[Data listing — start]
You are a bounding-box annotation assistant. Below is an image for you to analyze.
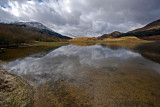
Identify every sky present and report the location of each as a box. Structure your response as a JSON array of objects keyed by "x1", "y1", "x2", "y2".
[{"x1": 0, "y1": 0, "x2": 160, "y2": 37}]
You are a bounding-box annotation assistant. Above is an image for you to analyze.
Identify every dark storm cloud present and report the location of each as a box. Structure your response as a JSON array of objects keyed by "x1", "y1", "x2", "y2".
[{"x1": 0, "y1": 0, "x2": 160, "y2": 37}]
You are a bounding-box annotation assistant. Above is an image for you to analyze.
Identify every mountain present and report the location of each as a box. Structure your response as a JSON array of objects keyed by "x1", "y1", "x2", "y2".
[
  {"x1": 99, "y1": 19, "x2": 160, "y2": 41},
  {"x1": 0, "y1": 22, "x2": 71, "y2": 47},
  {"x1": 117, "y1": 19, "x2": 160, "y2": 40},
  {"x1": 98, "y1": 31, "x2": 122, "y2": 40},
  {"x1": 127, "y1": 19, "x2": 160, "y2": 33},
  {"x1": 140, "y1": 19, "x2": 160, "y2": 30},
  {"x1": 13, "y1": 21, "x2": 71, "y2": 39},
  {"x1": 14, "y1": 22, "x2": 51, "y2": 31}
]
[Data listing — finish]
▸ **What is required**
Without carrying over any picture, write out the entries above once more, exactly.

▸ **Completed task**
You are a bounding-box annotation assistant. Below is an image for you to analyze.
Identify every sky present and report the location of each as a box. Structure your response as a JSON array of objects keyed by "x1", "y1", "x2", "y2".
[{"x1": 0, "y1": 0, "x2": 160, "y2": 37}]
You are a bounding-box annotation assistant. Above is an image for you to analyze.
Identify every dark storm cloud present and report the location of each as a box. Structure your response as a JSON array of objects keyed by "x1", "y1", "x2", "y2".
[{"x1": 0, "y1": 0, "x2": 160, "y2": 37}]
You are a bounding-box annotation assistant. Above is an image for you to analyze.
Identify every mountain present and report the location of each as a box. Structure your response as a JSON array of objects keyed by "x1", "y1", "x2", "y2".
[
  {"x1": 99, "y1": 19, "x2": 160, "y2": 41},
  {"x1": 0, "y1": 22, "x2": 71, "y2": 47},
  {"x1": 117, "y1": 19, "x2": 160, "y2": 40},
  {"x1": 98, "y1": 31, "x2": 122, "y2": 40},
  {"x1": 127, "y1": 19, "x2": 160, "y2": 33},
  {"x1": 140, "y1": 19, "x2": 160, "y2": 30},
  {"x1": 13, "y1": 21, "x2": 71, "y2": 39},
  {"x1": 14, "y1": 22, "x2": 51, "y2": 31}
]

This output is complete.